## EXERCISE DIRECTIONS
Count the lines in the rows below that contain the string "tire", treating uppercase and lowercase as different, and give only the number.

Dataset excerpt
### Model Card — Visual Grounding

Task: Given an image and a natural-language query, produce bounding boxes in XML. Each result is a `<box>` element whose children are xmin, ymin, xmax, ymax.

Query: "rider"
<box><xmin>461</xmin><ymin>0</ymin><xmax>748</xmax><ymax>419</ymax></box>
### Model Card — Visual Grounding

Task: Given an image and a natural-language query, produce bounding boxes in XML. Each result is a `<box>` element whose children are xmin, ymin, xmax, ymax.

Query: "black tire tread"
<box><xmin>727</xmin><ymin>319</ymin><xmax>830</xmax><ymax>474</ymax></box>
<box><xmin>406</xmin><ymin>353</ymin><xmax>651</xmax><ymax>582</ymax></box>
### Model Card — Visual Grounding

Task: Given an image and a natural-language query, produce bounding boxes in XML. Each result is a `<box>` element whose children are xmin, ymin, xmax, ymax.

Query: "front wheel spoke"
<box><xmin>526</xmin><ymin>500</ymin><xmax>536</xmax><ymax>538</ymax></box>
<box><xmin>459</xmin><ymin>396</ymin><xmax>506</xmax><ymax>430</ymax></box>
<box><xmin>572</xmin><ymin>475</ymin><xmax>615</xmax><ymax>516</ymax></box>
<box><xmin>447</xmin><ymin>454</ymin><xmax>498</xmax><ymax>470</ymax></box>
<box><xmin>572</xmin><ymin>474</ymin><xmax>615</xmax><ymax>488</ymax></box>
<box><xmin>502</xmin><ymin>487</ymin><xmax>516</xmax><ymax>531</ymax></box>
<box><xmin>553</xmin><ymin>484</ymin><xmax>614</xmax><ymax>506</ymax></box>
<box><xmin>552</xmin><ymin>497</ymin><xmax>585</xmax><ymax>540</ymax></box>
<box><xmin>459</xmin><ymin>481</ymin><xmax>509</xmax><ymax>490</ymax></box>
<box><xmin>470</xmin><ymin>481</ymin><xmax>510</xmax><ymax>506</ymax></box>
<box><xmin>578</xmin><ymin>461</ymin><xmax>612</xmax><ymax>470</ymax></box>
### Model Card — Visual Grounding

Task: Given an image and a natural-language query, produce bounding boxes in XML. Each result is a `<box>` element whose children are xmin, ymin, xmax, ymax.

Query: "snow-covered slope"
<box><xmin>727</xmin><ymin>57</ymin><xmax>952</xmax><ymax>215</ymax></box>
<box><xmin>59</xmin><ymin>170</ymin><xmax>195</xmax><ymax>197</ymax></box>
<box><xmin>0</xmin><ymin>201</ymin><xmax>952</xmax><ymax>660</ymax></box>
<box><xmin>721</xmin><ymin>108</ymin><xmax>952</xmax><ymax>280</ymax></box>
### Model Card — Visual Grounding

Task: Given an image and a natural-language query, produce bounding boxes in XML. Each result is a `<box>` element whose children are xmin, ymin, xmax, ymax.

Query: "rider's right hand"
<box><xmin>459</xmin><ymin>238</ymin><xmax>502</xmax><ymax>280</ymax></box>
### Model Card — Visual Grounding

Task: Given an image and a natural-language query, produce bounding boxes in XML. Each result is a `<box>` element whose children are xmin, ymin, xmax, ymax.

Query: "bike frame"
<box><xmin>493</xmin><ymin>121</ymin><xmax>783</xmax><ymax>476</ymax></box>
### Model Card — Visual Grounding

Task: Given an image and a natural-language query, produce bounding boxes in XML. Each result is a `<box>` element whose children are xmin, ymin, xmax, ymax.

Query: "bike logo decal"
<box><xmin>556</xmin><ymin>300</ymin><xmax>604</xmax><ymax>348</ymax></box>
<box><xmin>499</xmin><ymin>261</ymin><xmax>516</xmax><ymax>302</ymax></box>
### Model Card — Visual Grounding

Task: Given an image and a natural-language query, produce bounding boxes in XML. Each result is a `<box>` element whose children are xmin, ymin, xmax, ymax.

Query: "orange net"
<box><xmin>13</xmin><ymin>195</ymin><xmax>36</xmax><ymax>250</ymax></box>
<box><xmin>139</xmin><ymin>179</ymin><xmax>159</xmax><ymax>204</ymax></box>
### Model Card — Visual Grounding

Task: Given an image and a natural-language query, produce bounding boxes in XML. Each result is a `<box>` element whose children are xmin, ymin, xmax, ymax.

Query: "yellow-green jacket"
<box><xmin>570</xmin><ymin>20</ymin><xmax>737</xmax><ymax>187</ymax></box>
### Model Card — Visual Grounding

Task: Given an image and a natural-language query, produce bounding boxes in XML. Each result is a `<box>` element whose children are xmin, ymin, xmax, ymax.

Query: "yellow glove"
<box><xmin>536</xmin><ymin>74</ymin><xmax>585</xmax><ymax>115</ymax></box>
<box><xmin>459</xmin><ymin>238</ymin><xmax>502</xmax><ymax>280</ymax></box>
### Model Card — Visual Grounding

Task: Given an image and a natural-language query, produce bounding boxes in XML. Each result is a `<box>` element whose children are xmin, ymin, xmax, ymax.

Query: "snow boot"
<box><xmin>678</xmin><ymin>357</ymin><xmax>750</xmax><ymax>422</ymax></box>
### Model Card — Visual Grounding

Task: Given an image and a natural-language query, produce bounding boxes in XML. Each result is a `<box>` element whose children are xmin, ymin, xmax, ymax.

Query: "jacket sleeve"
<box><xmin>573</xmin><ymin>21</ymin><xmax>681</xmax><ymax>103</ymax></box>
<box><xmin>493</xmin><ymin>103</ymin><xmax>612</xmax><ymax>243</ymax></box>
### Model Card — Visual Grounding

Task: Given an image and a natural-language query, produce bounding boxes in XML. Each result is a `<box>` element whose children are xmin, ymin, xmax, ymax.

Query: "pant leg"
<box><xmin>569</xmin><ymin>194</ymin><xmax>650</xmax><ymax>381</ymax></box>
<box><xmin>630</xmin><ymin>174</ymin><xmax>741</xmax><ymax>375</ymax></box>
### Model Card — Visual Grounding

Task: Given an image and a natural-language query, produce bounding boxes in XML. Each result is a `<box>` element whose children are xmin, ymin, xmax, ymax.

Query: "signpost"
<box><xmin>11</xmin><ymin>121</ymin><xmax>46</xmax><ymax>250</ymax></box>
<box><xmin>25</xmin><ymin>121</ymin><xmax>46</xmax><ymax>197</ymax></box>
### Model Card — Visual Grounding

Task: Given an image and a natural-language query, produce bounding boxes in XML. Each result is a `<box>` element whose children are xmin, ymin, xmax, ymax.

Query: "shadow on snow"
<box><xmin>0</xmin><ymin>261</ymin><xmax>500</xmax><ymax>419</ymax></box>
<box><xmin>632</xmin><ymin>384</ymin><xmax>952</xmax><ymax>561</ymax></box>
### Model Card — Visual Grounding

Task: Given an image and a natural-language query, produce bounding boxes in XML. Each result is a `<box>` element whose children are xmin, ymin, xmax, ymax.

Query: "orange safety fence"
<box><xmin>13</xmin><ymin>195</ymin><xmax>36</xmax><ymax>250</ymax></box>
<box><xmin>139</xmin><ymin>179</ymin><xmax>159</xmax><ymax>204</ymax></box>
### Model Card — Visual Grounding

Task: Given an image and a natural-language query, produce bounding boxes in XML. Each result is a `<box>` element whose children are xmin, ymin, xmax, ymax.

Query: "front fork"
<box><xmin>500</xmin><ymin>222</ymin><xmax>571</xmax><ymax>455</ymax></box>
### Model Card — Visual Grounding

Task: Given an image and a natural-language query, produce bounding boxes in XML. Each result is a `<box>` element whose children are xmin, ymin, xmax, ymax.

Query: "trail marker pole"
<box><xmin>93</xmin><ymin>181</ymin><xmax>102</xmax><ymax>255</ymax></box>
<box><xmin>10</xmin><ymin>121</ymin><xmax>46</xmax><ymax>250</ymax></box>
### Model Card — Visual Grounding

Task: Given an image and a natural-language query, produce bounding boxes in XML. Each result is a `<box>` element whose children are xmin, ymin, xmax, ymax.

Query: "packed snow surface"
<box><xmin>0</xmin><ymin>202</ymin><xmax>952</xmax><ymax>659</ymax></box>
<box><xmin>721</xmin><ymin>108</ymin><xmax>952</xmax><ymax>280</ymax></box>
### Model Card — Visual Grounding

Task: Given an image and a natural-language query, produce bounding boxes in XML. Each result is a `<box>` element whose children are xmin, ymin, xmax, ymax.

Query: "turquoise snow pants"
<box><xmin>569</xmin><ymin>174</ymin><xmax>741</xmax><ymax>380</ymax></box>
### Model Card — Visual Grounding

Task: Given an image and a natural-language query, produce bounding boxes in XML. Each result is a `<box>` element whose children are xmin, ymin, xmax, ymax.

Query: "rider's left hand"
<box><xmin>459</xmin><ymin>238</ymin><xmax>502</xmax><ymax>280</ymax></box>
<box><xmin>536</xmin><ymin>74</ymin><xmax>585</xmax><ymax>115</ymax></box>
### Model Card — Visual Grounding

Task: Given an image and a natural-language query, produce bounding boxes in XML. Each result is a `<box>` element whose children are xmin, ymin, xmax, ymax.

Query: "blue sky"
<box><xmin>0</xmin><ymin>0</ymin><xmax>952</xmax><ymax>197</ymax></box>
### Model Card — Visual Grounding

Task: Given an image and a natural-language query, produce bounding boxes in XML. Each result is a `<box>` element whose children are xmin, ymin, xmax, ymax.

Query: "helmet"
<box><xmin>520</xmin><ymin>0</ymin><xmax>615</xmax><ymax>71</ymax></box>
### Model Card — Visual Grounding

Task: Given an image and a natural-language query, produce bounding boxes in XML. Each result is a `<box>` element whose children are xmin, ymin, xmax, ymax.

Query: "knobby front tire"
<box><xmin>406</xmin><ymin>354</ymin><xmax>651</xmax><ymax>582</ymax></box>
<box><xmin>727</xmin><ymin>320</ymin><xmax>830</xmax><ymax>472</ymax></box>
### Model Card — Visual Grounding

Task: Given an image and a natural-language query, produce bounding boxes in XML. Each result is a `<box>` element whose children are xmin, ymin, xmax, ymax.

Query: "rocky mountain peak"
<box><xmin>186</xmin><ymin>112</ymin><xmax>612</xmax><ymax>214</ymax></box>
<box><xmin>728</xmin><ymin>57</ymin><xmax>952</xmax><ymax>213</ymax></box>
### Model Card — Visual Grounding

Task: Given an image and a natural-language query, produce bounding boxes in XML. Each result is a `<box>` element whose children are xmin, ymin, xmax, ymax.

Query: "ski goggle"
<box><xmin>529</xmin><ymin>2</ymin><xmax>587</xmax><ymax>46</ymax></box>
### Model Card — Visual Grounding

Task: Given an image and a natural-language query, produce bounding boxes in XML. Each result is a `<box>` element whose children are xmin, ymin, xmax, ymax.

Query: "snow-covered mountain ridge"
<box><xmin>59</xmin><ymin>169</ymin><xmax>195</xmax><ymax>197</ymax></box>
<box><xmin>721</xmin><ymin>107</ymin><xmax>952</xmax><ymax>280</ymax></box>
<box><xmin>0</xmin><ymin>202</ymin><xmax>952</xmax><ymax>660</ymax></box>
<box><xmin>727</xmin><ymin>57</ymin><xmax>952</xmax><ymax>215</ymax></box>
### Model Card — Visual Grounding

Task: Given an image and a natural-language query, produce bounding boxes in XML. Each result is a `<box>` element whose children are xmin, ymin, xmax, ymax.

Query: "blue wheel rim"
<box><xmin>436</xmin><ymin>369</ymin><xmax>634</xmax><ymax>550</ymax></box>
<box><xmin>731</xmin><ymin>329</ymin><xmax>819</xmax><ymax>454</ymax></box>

## EXERCISE RESPONSE
2